BRIEF: Quote the records in full and leave their pictures out.

## begin RECORD LIST

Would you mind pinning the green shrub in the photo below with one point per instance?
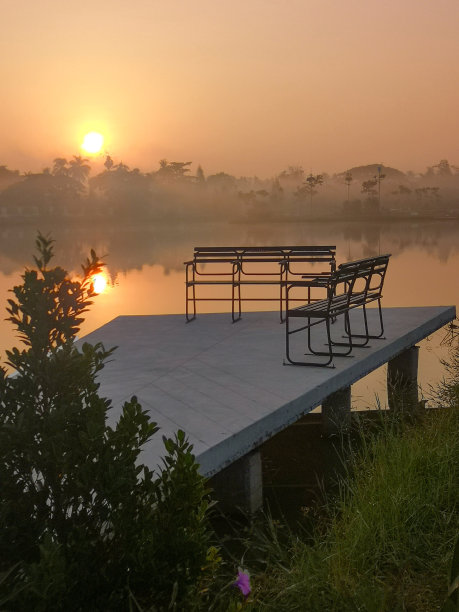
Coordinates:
(84, 526)
(389, 543)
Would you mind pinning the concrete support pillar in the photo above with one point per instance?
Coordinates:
(240, 485)
(402, 381)
(336, 412)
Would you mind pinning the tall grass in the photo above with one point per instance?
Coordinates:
(392, 530)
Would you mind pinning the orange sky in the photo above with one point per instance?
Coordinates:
(243, 86)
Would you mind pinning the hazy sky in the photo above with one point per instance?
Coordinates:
(243, 86)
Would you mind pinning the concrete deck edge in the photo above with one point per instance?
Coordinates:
(234, 447)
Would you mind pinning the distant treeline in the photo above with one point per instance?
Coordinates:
(172, 192)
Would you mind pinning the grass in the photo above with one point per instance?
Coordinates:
(388, 540)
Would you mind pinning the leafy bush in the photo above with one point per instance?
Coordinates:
(84, 526)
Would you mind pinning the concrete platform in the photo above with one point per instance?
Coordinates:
(225, 384)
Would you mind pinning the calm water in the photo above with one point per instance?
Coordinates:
(146, 265)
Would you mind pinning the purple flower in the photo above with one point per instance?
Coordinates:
(243, 582)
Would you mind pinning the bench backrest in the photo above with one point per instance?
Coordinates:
(288, 255)
(362, 278)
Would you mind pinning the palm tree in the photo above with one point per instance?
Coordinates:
(79, 168)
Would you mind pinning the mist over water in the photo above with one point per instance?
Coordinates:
(146, 266)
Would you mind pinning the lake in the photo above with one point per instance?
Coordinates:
(146, 266)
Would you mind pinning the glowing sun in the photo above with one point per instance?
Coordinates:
(92, 143)
(99, 283)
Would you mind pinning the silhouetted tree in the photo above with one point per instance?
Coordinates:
(348, 180)
(172, 171)
(79, 168)
(108, 163)
(200, 178)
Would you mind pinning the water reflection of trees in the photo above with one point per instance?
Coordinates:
(130, 247)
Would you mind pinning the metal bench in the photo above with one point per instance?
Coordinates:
(244, 266)
(353, 285)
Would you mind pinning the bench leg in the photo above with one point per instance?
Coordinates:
(235, 299)
(377, 336)
(331, 342)
(190, 318)
(323, 364)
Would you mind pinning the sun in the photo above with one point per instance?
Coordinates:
(92, 143)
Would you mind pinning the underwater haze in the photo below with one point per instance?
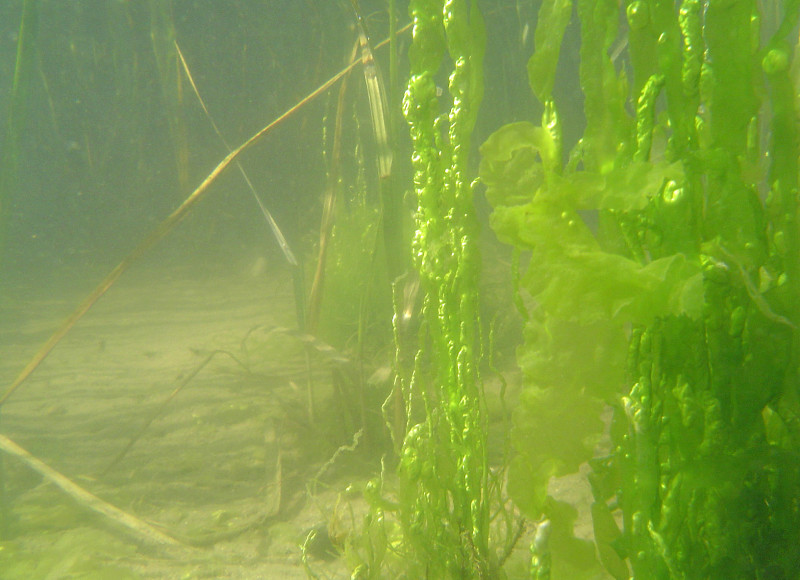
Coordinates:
(400, 289)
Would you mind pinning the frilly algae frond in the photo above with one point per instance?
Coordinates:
(672, 229)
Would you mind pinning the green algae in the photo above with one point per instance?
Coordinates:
(680, 267)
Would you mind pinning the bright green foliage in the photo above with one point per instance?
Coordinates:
(668, 240)
(443, 505)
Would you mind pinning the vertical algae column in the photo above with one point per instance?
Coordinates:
(443, 468)
(673, 228)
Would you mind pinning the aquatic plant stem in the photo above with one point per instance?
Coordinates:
(165, 227)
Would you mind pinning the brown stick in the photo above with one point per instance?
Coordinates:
(88, 500)
(163, 229)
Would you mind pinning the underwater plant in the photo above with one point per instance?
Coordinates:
(661, 282)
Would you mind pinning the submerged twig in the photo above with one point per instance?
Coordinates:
(163, 405)
(276, 231)
(88, 500)
(163, 229)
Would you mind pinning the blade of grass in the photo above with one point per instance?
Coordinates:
(165, 227)
(276, 231)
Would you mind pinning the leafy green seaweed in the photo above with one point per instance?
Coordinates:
(662, 283)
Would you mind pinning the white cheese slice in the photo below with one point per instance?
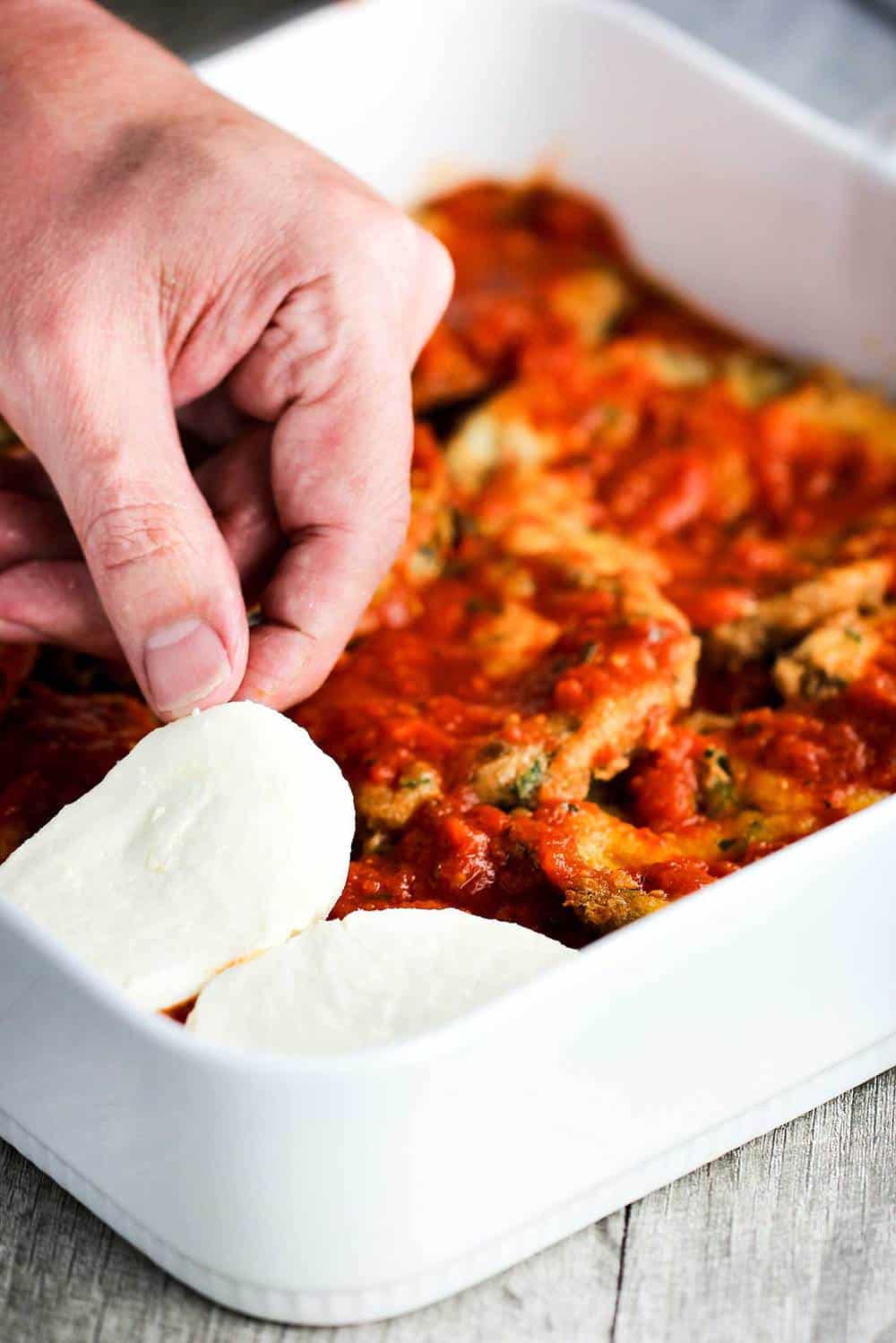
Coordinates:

## end RECORD LIST

WRITTEN SOLUTION:
Would you mind pinning the green shrub in the photo below with one point per instance?
Coordinates:
(84, 526)
(389, 543)
Would you mind pinning the concrete support pillar in the photo above with one point per instance?
Coordinates:
(240, 485)
(402, 381)
(336, 412)
Would you mind pinning the tall grass in the photo above with one point per instance?
Coordinates:
(392, 530)
Would you mind pinning the orange sky in the photo above with one point per instance?
Coordinates:
(243, 86)
Would you mind pinning the hazy sky in the photo above with one point per instance?
Coordinates:
(243, 86)
Would you mind pinning the concrete deck edge in the photo above with one point per instance?
Coordinates:
(234, 447)
Would you mind pinning the distant treeline in the photo above with one point per instance?
Coordinates:
(172, 192)
Would you mind pinning the grass in the photo above with one point per instance?
Coordinates:
(388, 540)
Would you mind pinning the leafy bush in the photo above with one point per instance?
Coordinates:
(84, 526)
Would you mind pinning the concrete platform in the photo above with one point per instance?
Coordinates:
(225, 384)
Would you mind pinning the calm water in the photo above with one point per instance?
Coordinates:
(146, 265)
Would you mind pinning the purple flower in the photo above with one point per instance?
Coordinates:
(243, 582)
Would you mind pinning the bench backrest in the photo above with one point per instance?
Coordinates:
(288, 255)
(362, 278)
Would you mind pinning the palm tree in the photo above with one point per instance?
Coordinates:
(79, 168)
Would you mind pinning the mist over water in the photo above with one point per instance?
Coordinates:
(146, 266)
Would you mind pinning the lake in the photo above with one point per instance?
Coordinates:
(146, 266)
Would you mind pinning the glowing sun in the photo above with one point per instance?
Coordinates:
(92, 143)
(99, 283)
Would you mind pinning the silhouetted tree in the photo above with one point per instance?
Coordinates:
(348, 180)
(172, 171)
(79, 168)
(108, 163)
(200, 178)
Would you mind pinning the water reflection of trees in the photo above with one point per instance?
Coordinates:
(130, 247)
Would you mind pinning the metal bench in the photo above with one point per instance?
Coordinates:
(244, 266)
(353, 285)
Would you mind pinning the bench leg in the photo above with one point per instance?
Coordinates:
(235, 299)
(377, 336)
(331, 342)
(190, 318)
(323, 364)
Would you mind pinning the sun in the photo above with one point per instance?
Coordinates:
(92, 143)
Would you mind pinning the underwater haze in the photo below with one point per instance?
Coordinates:
(400, 289)
Would you mind pinning the frilly algae frond in the photo above with one point per instance?
Coordinates:
(672, 229)
Would you mind pinning the green algae in the photo above with one point per instance?
Coordinates:
(680, 267)
Would you mind pinning the bright green foliage in the photo above with one point per instance?
Coordinates:
(668, 240)
(443, 505)
Would you mind pinning the vertical algae column in the photo above with one point per instance?
Coordinates:
(443, 468)
(673, 228)
Would you mind pinning the aquatic plant stem in the photo above with one point per instance?
Coordinates:
(165, 227)
Would you mind pinning the brown stick in the photo above with one point per instance?
Coordinates:
(88, 500)
(163, 229)
Would you mind pinning the underwater plant in the photo above with one point per instance?
Coordinates:
(661, 282)
Would you mind pinning the submerged twig in the photo above with one point per instance?
Coordinates:
(163, 405)
(276, 231)
(88, 500)
(163, 229)
Would you mind pinning the blade of grass in the photo above with one point per instance?
Coordinates:
(165, 227)
(276, 231)
Would you mind pinning the leafy green seaweed in the photo above with one point per instance?
Coordinates:
(662, 283)
Would you mind pinning the white cheese slice in the photo below with one point per instance?
Coordinates:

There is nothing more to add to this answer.